EXERCISE REQUIREMENTS: In the listing, starting with the line containing "In the picture above, where can the horse's tail" and going on through the end, rename "tree canopy" to "leafy treetops" and copy those lines with nothing else changed. Leave any picture lines out of your answer.

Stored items

>>>>>

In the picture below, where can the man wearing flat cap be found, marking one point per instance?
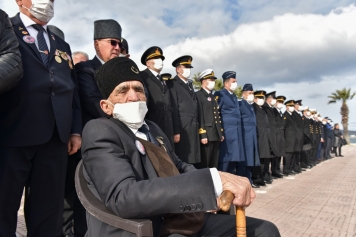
(264, 142)
(269, 105)
(276, 171)
(132, 182)
(185, 112)
(231, 149)
(249, 133)
(159, 97)
(210, 130)
(107, 42)
(291, 141)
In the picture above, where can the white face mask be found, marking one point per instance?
(233, 86)
(158, 64)
(42, 10)
(291, 109)
(211, 85)
(260, 102)
(186, 72)
(131, 114)
(250, 98)
(279, 106)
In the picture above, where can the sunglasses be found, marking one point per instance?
(114, 43)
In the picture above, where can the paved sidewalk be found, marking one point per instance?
(317, 202)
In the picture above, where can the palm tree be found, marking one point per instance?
(218, 85)
(344, 95)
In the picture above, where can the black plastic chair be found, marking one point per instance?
(140, 227)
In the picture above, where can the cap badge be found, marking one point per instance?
(134, 70)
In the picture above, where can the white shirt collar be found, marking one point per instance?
(28, 22)
(154, 72)
(102, 61)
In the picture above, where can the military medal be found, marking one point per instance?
(28, 39)
(140, 147)
(70, 64)
(58, 59)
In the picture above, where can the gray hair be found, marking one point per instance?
(82, 53)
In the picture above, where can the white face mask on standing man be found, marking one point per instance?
(43, 10)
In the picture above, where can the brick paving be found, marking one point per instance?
(317, 202)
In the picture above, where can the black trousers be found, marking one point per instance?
(225, 225)
(74, 212)
(42, 168)
(288, 162)
(209, 154)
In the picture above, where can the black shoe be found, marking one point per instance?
(277, 175)
(255, 185)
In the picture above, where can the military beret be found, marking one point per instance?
(273, 94)
(56, 31)
(247, 87)
(107, 29)
(185, 60)
(228, 75)
(114, 72)
(207, 74)
(152, 52)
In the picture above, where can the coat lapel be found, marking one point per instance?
(52, 40)
(20, 29)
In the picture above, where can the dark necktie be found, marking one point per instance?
(190, 85)
(42, 45)
(144, 129)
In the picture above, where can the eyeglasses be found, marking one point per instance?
(114, 43)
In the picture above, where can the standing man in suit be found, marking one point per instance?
(249, 133)
(291, 141)
(185, 112)
(40, 125)
(107, 44)
(131, 181)
(231, 149)
(210, 131)
(159, 97)
(260, 173)
(276, 168)
(269, 106)
(298, 107)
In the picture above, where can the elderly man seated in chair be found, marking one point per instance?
(131, 167)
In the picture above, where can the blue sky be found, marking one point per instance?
(302, 49)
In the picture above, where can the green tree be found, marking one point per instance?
(219, 85)
(343, 95)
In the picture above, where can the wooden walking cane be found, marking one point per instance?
(225, 201)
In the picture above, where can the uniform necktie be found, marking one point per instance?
(42, 45)
(144, 130)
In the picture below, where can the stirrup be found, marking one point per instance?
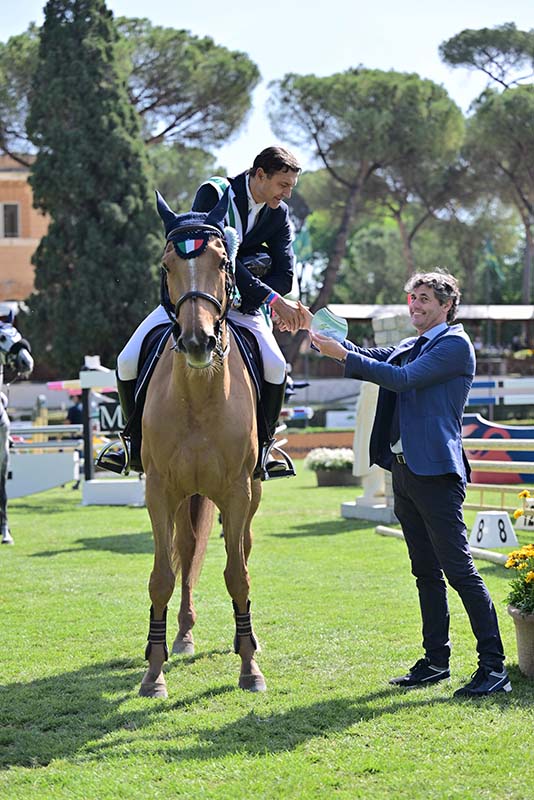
(271, 467)
(115, 459)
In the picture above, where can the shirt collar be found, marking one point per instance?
(435, 331)
(252, 205)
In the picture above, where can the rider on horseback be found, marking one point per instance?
(264, 273)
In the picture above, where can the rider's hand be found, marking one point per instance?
(287, 314)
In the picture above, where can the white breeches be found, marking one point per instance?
(274, 364)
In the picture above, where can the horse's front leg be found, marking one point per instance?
(193, 523)
(161, 586)
(237, 516)
(6, 537)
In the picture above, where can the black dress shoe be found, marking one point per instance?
(485, 681)
(421, 674)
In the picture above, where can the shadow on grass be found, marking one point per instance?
(63, 716)
(123, 543)
(326, 528)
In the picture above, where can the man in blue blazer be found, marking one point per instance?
(417, 434)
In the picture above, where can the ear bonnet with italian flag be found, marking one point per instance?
(188, 231)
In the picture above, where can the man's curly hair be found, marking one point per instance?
(445, 288)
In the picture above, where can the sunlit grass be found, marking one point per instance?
(335, 609)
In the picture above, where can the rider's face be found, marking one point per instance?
(272, 189)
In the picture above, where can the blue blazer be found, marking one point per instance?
(432, 392)
(271, 234)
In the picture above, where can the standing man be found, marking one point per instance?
(417, 434)
(264, 273)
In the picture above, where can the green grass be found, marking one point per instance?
(335, 608)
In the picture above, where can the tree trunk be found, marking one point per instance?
(406, 246)
(527, 269)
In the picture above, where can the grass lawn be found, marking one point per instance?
(335, 608)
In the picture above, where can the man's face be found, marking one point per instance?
(425, 309)
(272, 189)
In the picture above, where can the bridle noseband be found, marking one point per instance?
(196, 294)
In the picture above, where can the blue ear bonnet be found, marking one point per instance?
(188, 231)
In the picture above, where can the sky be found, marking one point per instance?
(315, 36)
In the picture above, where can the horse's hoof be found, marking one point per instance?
(252, 683)
(183, 647)
(153, 688)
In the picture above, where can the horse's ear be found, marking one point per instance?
(167, 214)
(217, 214)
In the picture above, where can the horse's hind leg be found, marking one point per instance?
(237, 518)
(193, 523)
(161, 586)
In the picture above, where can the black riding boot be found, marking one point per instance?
(121, 458)
(272, 399)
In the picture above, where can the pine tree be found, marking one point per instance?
(95, 273)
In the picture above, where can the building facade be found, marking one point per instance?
(21, 228)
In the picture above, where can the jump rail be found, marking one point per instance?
(526, 467)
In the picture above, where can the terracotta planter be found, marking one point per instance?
(524, 633)
(336, 477)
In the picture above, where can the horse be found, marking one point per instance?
(200, 441)
(15, 355)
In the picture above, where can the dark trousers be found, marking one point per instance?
(429, 509)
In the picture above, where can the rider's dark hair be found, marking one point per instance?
(445, 288)
(275, 159)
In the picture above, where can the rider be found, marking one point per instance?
(264, 273)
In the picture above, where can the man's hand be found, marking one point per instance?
(302, 319)
(328, 346)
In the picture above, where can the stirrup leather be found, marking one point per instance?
(272, 467)
(113, 459)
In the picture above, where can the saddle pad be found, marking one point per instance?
(151, 350)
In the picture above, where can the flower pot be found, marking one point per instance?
(336, 477)
(524, 633)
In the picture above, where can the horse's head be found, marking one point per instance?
(14, 350)
(200, 278)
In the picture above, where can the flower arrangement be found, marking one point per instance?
(329, 459)
(521, 595)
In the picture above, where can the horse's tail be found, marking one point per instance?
(201, 514)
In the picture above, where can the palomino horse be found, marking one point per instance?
(200, 443)
(14, 354)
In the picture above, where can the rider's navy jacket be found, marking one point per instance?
(271, 233)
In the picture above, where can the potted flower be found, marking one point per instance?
(332, 465)
(520, 598)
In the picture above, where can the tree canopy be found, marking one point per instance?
(94, 278)
(184, 88)
(503, 53)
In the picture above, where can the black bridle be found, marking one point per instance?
(195, 294)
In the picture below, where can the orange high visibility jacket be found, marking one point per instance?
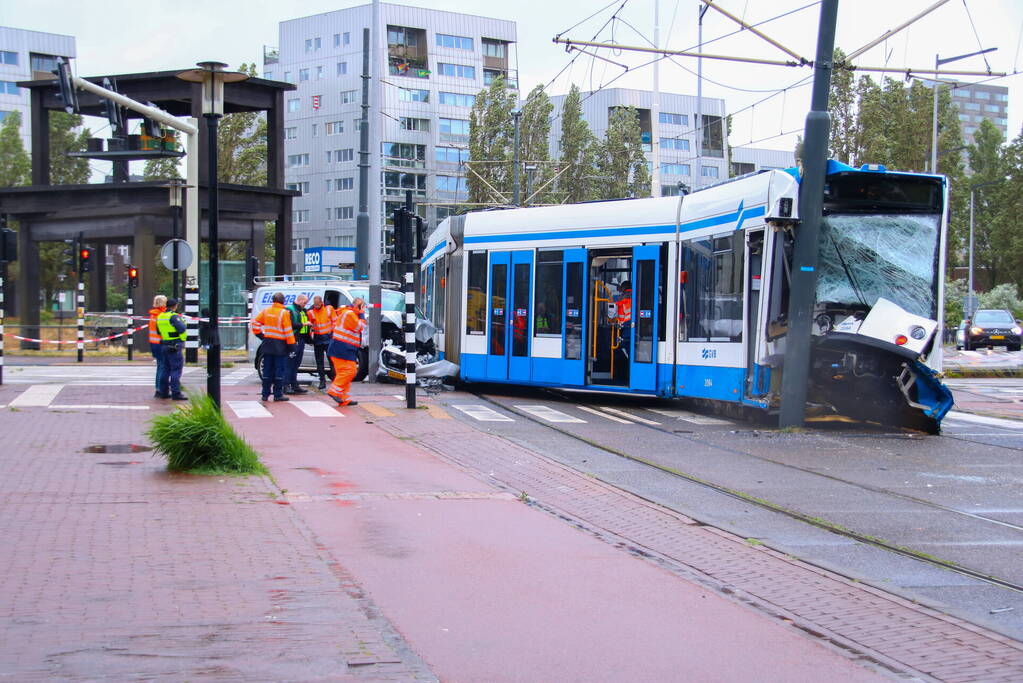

<<<<<

SOLUTION TO THIS PROBLEM:
In the picture above, where can the horse's tail be found, marking one point per instance?
(201, 514)
In the picture above, where can the palomino horse be found, marking one point per instance?
(200, 443)
(14, 354)
In the picture above, where can the rider's navy jacket be found, marking one point per instance?
(271, 233)
In the picture above, where can the potted flower be found, marking one point per instance?
(332, 465)
(520, 598)
In the picture above, where can the leafy treetops be found, marking one point per instance?
(94, 278)
(184, 88)
(503, 53)
In the picture above, where can the black bridle be found, marking one point per instance?
(195, 294)
In the picture below, where can the orange high visibility jacket be found, marking one point per instance?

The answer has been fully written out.